What is asked: Please count the rows below that contain the string "concrete", treating uppercase and lowercase as different, and reply with the number alone.

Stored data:
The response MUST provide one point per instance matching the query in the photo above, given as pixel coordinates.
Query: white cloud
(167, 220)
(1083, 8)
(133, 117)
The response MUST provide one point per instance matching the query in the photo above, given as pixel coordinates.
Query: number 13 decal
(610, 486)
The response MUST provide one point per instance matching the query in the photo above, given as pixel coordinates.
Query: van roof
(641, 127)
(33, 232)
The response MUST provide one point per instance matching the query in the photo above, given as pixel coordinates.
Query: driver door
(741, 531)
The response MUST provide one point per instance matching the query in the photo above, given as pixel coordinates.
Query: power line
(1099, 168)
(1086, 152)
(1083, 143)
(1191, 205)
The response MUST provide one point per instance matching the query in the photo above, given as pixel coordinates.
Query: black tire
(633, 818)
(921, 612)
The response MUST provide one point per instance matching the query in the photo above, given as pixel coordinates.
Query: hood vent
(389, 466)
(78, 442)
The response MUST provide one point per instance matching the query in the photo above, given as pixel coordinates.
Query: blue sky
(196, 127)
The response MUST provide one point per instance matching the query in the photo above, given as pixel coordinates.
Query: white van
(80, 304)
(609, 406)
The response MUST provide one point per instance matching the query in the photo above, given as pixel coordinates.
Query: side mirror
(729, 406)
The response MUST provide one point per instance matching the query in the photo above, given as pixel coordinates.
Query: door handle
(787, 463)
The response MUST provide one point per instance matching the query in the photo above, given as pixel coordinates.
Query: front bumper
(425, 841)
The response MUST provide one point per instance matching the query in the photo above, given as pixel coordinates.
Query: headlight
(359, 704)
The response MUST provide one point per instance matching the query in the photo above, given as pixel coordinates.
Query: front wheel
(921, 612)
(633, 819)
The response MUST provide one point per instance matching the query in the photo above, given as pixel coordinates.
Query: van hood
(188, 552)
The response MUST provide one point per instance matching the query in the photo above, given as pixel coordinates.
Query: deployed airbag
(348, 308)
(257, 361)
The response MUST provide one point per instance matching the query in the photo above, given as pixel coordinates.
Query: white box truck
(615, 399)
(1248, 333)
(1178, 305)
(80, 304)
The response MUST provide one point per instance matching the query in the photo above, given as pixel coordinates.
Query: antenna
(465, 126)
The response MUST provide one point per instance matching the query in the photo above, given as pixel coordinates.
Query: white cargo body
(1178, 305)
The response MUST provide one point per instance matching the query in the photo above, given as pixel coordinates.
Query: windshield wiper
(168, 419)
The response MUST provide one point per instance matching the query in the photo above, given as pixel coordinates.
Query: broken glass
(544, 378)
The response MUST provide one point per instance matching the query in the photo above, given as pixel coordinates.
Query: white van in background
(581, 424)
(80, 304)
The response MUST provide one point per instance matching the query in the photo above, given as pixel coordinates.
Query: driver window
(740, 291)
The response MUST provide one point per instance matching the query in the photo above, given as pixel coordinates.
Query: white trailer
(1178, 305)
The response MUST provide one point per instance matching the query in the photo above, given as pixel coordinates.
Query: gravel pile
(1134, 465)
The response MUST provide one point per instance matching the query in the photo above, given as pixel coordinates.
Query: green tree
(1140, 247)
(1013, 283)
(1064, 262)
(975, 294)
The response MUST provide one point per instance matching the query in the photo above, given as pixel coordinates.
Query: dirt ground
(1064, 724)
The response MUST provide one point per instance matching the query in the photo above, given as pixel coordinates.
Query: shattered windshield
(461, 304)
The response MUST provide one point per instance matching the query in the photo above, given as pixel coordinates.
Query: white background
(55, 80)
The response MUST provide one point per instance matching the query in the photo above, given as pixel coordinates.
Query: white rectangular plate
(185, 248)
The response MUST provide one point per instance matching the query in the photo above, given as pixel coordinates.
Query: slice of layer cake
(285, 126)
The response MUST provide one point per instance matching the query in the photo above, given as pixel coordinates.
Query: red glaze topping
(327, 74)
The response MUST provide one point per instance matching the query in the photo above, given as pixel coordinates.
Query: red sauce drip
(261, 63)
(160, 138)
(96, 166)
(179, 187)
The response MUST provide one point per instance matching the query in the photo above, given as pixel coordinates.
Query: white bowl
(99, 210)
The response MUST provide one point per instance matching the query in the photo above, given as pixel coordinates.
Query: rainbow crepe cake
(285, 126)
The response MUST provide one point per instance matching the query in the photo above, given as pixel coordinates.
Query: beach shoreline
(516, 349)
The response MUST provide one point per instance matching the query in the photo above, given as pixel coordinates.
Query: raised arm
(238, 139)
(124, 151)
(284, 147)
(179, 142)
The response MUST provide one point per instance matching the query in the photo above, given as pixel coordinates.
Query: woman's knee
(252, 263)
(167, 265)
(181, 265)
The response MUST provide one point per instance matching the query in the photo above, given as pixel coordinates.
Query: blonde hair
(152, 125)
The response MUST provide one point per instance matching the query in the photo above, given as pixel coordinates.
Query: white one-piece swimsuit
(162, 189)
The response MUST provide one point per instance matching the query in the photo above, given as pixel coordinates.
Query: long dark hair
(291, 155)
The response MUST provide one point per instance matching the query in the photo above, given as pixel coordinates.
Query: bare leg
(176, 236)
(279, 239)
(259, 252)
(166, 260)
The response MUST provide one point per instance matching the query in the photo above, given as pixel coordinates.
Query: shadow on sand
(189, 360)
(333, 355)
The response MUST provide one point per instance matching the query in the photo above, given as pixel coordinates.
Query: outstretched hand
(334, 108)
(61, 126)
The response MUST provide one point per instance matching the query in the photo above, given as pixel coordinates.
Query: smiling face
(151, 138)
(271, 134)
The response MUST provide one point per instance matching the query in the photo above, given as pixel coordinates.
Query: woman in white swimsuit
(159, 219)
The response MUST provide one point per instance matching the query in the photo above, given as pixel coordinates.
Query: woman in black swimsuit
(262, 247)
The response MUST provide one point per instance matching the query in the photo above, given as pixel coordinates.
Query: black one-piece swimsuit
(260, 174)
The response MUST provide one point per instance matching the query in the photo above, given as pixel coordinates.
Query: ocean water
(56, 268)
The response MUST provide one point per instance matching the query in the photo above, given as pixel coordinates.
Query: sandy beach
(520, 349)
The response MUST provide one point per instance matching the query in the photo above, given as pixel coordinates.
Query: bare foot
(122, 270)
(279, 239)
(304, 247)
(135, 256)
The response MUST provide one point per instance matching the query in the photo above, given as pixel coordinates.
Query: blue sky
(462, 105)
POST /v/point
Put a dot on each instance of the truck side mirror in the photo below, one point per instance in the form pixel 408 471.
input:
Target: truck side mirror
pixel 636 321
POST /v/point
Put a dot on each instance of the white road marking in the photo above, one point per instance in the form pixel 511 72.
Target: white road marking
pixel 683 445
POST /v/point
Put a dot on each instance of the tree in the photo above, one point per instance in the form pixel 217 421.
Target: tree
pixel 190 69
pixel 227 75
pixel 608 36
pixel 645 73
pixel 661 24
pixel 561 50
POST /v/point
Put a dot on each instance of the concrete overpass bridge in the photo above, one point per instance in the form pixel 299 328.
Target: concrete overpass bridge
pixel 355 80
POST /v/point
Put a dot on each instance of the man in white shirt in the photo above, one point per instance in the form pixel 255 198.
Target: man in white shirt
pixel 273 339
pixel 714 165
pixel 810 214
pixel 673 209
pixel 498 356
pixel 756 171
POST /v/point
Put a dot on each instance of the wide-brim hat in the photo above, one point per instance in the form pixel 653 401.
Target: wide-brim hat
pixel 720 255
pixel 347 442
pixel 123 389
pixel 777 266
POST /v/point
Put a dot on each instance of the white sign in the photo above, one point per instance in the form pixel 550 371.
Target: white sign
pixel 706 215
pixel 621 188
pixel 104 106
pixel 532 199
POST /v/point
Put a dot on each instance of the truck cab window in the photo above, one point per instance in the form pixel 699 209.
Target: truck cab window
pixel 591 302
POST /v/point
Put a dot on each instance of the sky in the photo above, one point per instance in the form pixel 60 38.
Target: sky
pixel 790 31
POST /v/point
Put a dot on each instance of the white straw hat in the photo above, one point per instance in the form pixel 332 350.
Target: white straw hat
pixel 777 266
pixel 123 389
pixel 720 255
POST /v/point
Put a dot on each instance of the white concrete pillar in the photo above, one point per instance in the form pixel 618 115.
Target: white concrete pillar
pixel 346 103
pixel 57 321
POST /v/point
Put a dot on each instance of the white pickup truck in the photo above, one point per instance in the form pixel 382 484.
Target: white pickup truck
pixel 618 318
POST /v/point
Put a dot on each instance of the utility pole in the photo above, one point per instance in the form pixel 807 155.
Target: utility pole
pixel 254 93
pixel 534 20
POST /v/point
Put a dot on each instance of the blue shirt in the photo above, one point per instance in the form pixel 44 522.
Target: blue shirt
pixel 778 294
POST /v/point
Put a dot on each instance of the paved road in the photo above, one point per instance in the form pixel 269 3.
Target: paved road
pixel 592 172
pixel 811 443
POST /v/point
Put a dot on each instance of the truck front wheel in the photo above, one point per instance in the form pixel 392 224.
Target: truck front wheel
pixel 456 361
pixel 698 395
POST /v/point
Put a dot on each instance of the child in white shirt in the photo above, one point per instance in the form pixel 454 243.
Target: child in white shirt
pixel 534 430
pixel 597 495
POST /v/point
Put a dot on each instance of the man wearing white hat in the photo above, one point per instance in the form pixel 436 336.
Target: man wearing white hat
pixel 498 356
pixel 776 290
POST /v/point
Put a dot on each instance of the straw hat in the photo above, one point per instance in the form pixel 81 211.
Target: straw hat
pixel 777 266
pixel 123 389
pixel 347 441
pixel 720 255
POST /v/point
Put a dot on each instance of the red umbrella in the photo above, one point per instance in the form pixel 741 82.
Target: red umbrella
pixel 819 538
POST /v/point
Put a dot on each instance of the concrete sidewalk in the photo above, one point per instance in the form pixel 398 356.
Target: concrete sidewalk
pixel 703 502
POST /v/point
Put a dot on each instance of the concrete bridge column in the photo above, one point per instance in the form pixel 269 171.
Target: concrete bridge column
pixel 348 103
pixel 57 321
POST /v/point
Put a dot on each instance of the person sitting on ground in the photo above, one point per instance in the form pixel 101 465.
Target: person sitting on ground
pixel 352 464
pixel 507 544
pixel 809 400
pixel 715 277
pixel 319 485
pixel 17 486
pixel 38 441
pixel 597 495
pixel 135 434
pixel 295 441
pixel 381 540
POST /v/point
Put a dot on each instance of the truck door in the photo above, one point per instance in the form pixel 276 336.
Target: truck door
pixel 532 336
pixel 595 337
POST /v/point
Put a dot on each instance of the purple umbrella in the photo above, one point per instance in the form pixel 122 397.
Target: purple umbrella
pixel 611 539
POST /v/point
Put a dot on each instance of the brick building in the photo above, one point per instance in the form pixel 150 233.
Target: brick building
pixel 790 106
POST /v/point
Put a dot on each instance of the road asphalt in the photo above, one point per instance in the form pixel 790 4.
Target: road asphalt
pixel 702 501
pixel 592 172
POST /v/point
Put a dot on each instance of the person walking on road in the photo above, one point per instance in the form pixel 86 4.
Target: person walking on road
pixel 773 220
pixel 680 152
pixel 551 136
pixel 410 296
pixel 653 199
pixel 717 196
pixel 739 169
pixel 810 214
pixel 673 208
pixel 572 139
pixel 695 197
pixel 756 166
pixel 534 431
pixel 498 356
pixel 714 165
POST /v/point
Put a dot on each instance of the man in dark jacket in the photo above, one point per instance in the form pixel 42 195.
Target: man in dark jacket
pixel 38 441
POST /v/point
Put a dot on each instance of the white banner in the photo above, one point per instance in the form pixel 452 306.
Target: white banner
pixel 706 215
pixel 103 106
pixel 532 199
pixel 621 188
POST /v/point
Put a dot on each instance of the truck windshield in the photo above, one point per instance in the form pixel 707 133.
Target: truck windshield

Solution for this problem: 8